**EXTRAIT DU DOCUMENT:**
▶

Conclusion augustinienne : le goût du mal relève du pur orgueil, et de la volonté de braver l’interdit et l’autorité divine. Un acte qui n’est pas sans rappeler celui commis par Adam et Ève goûtant au fruit défendu, dans le jardin d’Éden. Le péché qu’ils commirent relevait de la même désobéissance à l’autorité. Dans la pensée d’Augustin, ce n’est plus une force maléfique extrinsèque à l’individu qui serait la source du mal, mais l’individu lui-même. Nous voilà rassurés. Au moins en partie.

Le mal n’existe donc pas ontologiquement, au sens de l’être. Il devient le fruit d’une défaillance de la stricte volonté. L’homme dispose d’un libre arbitre : bon à l’origine comme toutes les choses issues de Dieu, il n’est pas exempt de faiblesses.

Problème :  l’homme n’a pas toujours eu une volonté défaillante.

En effet, depuis le péché originel commis par Adam et Ève tous les hommes qui naissent sur Terre sont, selon la désignation adéquate, des  pécheurs auxquels échappent le contrôle d’eux-mêmes. La volonté n’a plus la force de vouloir et de faire pleinement le bien. Même s’il n’y en a qu’une, elle est subordonnée à ses faiblesses dans la mesure où l’on peut vouloir et ne pas vouloir en même temps :

« C’était moi qui voulais ; c’était moi qui ne voulais pas. Ni je disais pleinement oui, ni je disais pleinement non. D’où cette lutte avec moi-même. »

◀

**DONNÉES EXTRAITES:**
▶

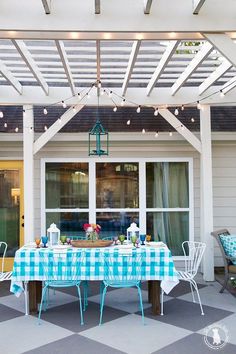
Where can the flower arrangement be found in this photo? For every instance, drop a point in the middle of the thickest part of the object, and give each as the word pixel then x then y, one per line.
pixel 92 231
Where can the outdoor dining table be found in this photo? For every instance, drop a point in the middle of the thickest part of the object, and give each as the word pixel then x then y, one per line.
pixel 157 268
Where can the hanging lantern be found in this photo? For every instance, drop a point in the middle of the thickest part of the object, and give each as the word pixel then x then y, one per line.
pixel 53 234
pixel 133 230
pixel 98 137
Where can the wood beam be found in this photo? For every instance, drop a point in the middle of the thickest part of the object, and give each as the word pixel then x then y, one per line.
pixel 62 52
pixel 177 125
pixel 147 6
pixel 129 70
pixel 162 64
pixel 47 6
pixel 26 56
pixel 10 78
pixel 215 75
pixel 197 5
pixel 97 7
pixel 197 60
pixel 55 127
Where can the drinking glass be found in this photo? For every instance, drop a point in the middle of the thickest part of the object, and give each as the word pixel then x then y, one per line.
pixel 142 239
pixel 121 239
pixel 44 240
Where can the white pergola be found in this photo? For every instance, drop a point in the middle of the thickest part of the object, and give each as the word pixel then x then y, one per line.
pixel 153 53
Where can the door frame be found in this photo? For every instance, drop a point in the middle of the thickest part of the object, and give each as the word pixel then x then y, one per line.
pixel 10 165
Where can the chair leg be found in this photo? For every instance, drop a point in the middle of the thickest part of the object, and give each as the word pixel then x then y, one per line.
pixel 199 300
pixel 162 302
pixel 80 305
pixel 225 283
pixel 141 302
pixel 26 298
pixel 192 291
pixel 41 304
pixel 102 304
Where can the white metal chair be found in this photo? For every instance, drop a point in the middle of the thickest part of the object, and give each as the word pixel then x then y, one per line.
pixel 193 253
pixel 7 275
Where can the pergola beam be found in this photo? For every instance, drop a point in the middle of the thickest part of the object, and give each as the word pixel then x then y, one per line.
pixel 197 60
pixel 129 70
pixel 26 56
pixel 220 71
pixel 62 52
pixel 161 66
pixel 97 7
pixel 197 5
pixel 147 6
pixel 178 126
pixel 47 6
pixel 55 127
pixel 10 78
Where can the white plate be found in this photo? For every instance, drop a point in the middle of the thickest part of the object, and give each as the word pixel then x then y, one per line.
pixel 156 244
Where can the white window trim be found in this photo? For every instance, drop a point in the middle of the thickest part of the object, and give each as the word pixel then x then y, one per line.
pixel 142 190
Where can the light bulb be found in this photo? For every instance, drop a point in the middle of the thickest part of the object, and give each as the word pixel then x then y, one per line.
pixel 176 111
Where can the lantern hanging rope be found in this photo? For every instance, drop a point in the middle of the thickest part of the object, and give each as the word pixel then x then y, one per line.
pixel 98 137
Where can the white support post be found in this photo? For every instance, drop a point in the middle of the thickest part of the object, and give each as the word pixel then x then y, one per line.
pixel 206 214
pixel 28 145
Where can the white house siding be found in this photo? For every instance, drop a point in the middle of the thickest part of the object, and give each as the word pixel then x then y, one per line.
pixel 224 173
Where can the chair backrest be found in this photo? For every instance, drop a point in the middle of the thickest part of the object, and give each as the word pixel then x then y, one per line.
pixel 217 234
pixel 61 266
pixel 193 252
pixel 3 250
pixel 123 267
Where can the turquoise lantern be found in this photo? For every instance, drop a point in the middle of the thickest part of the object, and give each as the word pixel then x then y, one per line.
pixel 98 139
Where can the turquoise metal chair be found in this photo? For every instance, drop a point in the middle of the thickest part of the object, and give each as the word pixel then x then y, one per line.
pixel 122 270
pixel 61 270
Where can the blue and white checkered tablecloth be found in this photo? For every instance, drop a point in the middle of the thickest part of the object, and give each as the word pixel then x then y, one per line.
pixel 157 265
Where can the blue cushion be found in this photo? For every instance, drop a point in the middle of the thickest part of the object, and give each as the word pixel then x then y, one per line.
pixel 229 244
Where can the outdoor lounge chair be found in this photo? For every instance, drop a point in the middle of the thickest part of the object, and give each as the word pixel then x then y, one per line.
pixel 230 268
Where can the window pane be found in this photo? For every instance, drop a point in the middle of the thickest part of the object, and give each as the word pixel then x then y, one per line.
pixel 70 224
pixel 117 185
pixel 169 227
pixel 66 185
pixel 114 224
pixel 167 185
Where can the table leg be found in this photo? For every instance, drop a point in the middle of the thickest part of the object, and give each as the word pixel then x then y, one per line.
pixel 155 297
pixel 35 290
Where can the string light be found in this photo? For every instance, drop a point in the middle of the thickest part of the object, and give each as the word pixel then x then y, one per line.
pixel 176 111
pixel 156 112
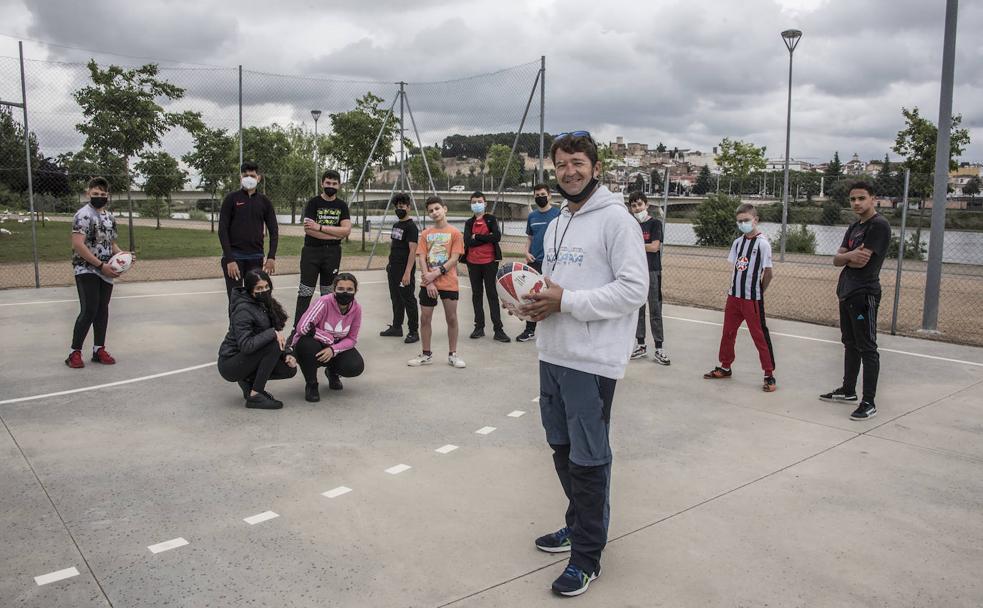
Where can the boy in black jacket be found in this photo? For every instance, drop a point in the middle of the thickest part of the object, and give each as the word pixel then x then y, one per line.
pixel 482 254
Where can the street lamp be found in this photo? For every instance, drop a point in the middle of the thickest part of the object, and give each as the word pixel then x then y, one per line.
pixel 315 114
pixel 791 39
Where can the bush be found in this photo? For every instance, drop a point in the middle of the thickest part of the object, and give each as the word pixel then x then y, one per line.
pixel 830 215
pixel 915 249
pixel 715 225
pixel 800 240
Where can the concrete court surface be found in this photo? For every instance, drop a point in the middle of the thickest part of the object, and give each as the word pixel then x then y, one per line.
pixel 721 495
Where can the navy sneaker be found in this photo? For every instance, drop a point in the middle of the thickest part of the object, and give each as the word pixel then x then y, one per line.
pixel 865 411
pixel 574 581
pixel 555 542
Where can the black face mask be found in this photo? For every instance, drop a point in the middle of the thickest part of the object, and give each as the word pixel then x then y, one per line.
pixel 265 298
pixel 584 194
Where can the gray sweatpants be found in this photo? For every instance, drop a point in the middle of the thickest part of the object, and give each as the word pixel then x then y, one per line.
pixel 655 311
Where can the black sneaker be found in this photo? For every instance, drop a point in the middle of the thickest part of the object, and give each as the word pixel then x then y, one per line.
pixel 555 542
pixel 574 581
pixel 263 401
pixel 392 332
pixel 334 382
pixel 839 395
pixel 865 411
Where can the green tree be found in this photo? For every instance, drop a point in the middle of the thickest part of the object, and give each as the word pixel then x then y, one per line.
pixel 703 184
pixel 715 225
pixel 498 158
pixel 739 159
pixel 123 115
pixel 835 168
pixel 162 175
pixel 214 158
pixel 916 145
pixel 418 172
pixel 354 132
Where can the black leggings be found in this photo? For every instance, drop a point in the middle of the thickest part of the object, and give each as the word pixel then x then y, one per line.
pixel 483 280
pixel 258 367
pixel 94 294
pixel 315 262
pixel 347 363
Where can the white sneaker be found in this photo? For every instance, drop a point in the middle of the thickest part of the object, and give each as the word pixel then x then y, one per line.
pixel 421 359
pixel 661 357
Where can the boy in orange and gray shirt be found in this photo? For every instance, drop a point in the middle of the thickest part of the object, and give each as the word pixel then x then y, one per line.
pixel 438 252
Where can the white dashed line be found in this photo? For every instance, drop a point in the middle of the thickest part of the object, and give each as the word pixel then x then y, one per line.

◀

**TRAVAIL À RÉALISER:**
**1.** Recopiez le passage sur Augustin et l’origine du mal en commençant à « Le mal n’existe » et en terminant à « exempt de faiblesses. ». Modifiez-le en remplaçant « défaillance » par « carence ».
**2.** Dans le passage sur Augustin et l’origine du mal, traduisez en anglais la phrase suivante : « La volonté n’a plus la force de vouloir et de faire pleinement le bien. »
**3.** Poursuivez la rédaction du passage sur Augustin et l’origine du mal à la suite de la citation qui le termine.

**RÉPONSES FOURNIES:**
**1.**
Le mal n’existe donc pas ontologiquement, au sens de l’être. Il devient le fruit d’une carence de la stricte volonté. L’homme dispose d’un libre arbitre : bon à l’origine comme toutes les choses issues de Dieu, il n’est pas exempt de faiblesses.

**2.** The will no longer has the strength to will and to do good fully.

**3.**
Une citation reprise par Augustin en référence aux écrits de saint Paul : 

« Car je ne sais pas ce que je fais ; le bien que je veux, je ne le fais pas; mais le mal que je hais, je le fais » (Épître aux Romains, 7:15).

L’AMOUR DE DIEU

Selon saint Augustin, seule la grâce de Dieu peut alors aider l’homme à galvaniser sa volonté et la faire tendre complètement vers le Bien. Sans ce recours à la grâce divine, il semble tout simplement impossible d’y parvenir. C’est la raison pour laquelle l’homme doit faire passer l’amour de Dieu avant toute chose ; et ce, jusqu’au mépris de soi.

De fait, l’amour de soi doit être relégué au second plan, car il revient à détourner sa volonté du divin pour privilégier sa propre personne et les biens de ce monde, éphémères et voués à disparaître. 

Comme l’écrit Plotin, qui joua un rôle majeur dans la pensée de saint Augustin : 

« L’estime des choses d’ici-bas et le manque d’estime  des âmes pour elles-mêmes, c’est-à-dire : en tant qu’elles sont issues de Dieu, sont la cause de leur ignorance totale du dieu. » 

Mais dans la pensée de Plotin - philosophe gréco-romain de l'Antiquité tardive, représentant principal du courant philosophique appelé « néoplatonisme » : à travers lui, la pensée grecque classique affronte désormais les mouvements gnostiques plus ou moins proches du christianisme et du manichéisme - il s’agit d’une défaillance cognitive.  En bon platonicien, Plotin estimant qu’on ne pèche que par ignorance.

Saint Augustin, pour sa part, considère plutôt la défaillance comme celle de la volonté : on pèche et on commet le mal en raison d’une volonté impure, qui ne peut être purifiée que par la grâce.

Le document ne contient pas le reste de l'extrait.